■ DATASET EXCERPTS
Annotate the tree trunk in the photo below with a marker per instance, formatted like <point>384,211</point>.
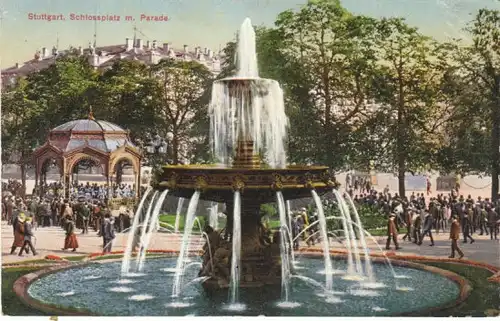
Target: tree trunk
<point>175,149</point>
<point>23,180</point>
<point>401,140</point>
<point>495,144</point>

...

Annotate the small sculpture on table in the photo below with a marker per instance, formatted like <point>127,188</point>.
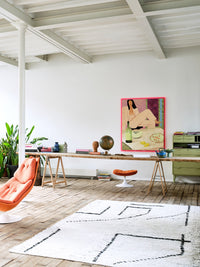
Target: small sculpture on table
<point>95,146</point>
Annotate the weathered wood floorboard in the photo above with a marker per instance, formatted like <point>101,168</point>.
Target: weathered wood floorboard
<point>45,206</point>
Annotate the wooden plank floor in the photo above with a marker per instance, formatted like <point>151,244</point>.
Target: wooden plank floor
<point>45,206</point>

■ WHAT TO DO
Identify every line in the records above that contains the string "tree", counting only matches with the same case, and copy each of those lines in full.

■ COMPLETED TASK
Annotate the tree trunk in the photo below with a marker per instance, formatted like <point>384,211</point>.
Target: tree trunk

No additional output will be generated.